→ **Objectifs**:
**A)** Citez fidèlement le passage de l'extrait sur la prise d'acte de la rupture qui s'ouvre sur les mots contenant "Un salarié avait" et s'achève par "1er juillet 2001.".
**B)** Énumérez les personnes, physiques ou morales, que mentionne la dernière phrase de l'extrait sur la prise d'acte de la rupture.

→ **Extrait de la page**:

╭──

Prise d’acte de la rupture aux torts de l’employeur : si les manquements reprochés sont trop anciens, ils ne peuvent être considérés comme empêchant la poursuite du contrat de travail.

Christine MARTIN
Christine MARTIN - Avocat associée

 

 

SOURCE : Cass. Soc, 16 mars 2014, Arrêt n° 658 FP-P + B (n° 12-23.634).

 

Un salarié avait été engagé en qualité de responsable informatique par une société, ayant pour activité la réalisation d’expertises à distance sur photos numériques pour le compte de compagnies d’assurances, dans le cadre d’un contrat à durée indéterminée le 1er juillet 2001.

╰──

→ **Informations extraites**:
╭──

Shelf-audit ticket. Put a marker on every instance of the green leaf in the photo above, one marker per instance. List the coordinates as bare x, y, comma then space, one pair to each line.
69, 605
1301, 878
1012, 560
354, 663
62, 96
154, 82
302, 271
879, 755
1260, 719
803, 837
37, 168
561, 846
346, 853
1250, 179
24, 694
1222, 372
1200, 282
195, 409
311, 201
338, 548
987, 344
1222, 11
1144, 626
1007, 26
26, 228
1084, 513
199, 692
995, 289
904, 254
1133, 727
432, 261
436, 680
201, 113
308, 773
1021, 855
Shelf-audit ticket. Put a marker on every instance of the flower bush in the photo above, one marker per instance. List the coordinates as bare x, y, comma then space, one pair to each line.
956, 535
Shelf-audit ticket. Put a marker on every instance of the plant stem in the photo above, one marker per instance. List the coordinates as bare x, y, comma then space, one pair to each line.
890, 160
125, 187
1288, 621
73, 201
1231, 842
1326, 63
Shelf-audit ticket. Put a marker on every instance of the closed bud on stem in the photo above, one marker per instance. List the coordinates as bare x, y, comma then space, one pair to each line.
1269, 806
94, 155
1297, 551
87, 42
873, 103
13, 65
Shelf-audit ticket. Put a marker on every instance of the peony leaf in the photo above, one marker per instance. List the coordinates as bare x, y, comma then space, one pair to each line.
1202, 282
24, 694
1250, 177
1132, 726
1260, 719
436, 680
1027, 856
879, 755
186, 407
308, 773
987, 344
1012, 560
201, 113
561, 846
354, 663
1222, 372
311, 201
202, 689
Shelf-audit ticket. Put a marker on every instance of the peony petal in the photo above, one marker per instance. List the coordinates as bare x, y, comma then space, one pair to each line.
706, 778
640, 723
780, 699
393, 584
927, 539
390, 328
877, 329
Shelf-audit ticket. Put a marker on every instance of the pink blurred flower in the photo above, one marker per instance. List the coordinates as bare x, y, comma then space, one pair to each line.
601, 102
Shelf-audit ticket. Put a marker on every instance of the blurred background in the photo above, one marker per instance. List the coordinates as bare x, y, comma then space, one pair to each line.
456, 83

╰──
╭──

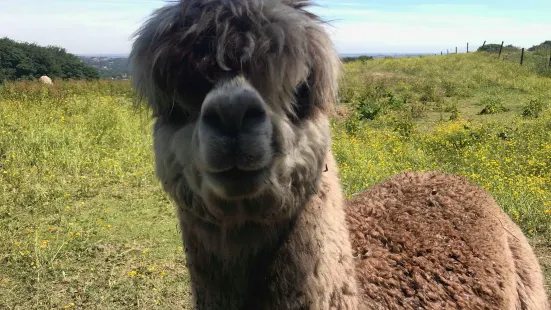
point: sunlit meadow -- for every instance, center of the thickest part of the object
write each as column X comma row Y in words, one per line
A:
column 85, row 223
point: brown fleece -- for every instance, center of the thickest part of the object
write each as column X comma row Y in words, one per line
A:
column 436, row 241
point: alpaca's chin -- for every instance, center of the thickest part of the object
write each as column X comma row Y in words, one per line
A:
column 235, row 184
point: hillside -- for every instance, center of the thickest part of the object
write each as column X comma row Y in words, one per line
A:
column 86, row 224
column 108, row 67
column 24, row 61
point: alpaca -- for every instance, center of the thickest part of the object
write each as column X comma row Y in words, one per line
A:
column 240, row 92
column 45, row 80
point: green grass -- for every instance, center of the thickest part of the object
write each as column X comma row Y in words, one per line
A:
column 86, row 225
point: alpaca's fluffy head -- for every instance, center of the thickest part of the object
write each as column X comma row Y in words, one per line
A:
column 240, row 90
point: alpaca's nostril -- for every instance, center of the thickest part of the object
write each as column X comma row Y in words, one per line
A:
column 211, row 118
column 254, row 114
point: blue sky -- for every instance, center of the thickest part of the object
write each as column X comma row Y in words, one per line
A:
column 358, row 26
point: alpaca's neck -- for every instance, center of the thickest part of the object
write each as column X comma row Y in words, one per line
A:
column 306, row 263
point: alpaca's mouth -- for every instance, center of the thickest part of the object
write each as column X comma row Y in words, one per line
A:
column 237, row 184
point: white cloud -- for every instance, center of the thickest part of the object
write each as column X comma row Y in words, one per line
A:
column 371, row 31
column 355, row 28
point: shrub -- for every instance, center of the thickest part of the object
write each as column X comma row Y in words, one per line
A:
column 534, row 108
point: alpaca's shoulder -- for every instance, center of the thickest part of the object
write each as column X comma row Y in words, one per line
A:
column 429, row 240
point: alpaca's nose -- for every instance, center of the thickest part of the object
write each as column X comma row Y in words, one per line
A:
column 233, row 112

╰──
╭──

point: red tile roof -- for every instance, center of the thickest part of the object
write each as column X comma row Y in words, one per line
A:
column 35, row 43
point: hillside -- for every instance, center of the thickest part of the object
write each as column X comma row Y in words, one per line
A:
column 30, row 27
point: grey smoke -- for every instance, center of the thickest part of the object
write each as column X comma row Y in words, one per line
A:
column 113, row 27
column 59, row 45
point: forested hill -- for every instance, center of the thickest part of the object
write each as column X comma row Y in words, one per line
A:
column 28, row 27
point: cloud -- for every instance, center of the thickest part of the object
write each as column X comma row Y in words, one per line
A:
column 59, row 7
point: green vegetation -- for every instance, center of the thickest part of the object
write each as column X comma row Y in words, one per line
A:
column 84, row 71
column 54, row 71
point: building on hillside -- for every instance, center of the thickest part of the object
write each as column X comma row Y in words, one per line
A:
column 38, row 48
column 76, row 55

╰──

→ **Résultats finaux**:
**A)**
Un salarié avait été engagé en qualité de responsable informatique par une société, ayant pour activité la réalisation d’expertises à distance sur photos numériques pour le compte de compagnies d’assurances, dans le cadre d’un contrat à durée indéterminée le 1er juillet 2001.

**B)**
un salarié
une société
des compagnies d'assurances